• _TEXT EXCERPT_:

Abstract
Antiplatelet agents have been administered to patients with acute ischemic stroke after endovascular therapy. This study was designed to provide initial data to compare thromboelastography (TEG) with the conventional coagulation test (CCT) to analyze the coagulation function of antiplatelet drugs in such patients.
The present retrospective cohort study included 240 patients who received endovascular therapy from September 2012 to December 2017. The baseline and clinical characteristics of these patients were collected with respect to TEG (parameters: R, K, maximal amplitude (MA), and α angle) and CCT (parameters: PT, activated partial thromboplastin time (APTT), fibrinogen (FIB), international normalized ratio (INR), and platelet count (PLT)) on day 5 after aspirin and clopidogrel post-endovascular interventions. The correlation and agreement of these 2 detecting methods were analyzed. Additionally, the area under the receiver operating characteristic curve (AUROC) was used to analyze the effectiveness of these 2 methods in detecting unfavorable clinical outcomes, including symptomatic intracranial hemorrhage and early neurological deterioration.
The 3 pairs of parameters (R and APTT, K and APTT, and α angle and FIB) were in agreement for identifying hypercoagulability, while R and APTT, K and APTT, K and PLT, and α angle and PLT were in agreement for identifying hypocoagulability. The AUROC of parameter R for detecting symptomatic intracranial hemorrhage was 0.817, while that of parameter FIB for predicting early neurological deterioration was 0.887.

• _RECORDS_:
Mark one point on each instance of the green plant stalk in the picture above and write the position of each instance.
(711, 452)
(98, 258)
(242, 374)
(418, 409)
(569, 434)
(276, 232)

• _REQUIRED TASKS_:
1) In the stroke coagulation-testing abstract, what was the AUROC of parameter R for detecting symptomatic intracranial hemorrhage?
2) Extend the abstract comparing thromboelastography with conventional coagulation tests, starting after its final sentence.

• _RESULTS OF THE TASKS_:
1) 0.817

2)
Parameter FIB derived from CCT might be advantageous for evaluating early neurological deterioration, while parameter R detected by TEG might be superior for evaluating symptomatic intracranial hemorrhage.
Keywords: acute ischemic stroke, antiplatelet, conventional coagulation test, endovascular treatment, thromboelastography
1. Introduction
Dual antiplatelet therapy with aspirin and clopidogrel is recommended for the clinical management of patients with acute ischemic stroke after endovascular treatment.[1] However, there are differences among individuals in terms of platelet reactivity. Patients with low drug reactivity can experience ischemic events due to their hypercoagulable state. In contrast, those with high drug reactivity may experience bleeding events. Therefore, monitoring coagulation function aids in the decision for individual treatment in patients at high risk of complications, for example in those with stent thrombosis history, suspected drug resistance, and high risk of bleeding.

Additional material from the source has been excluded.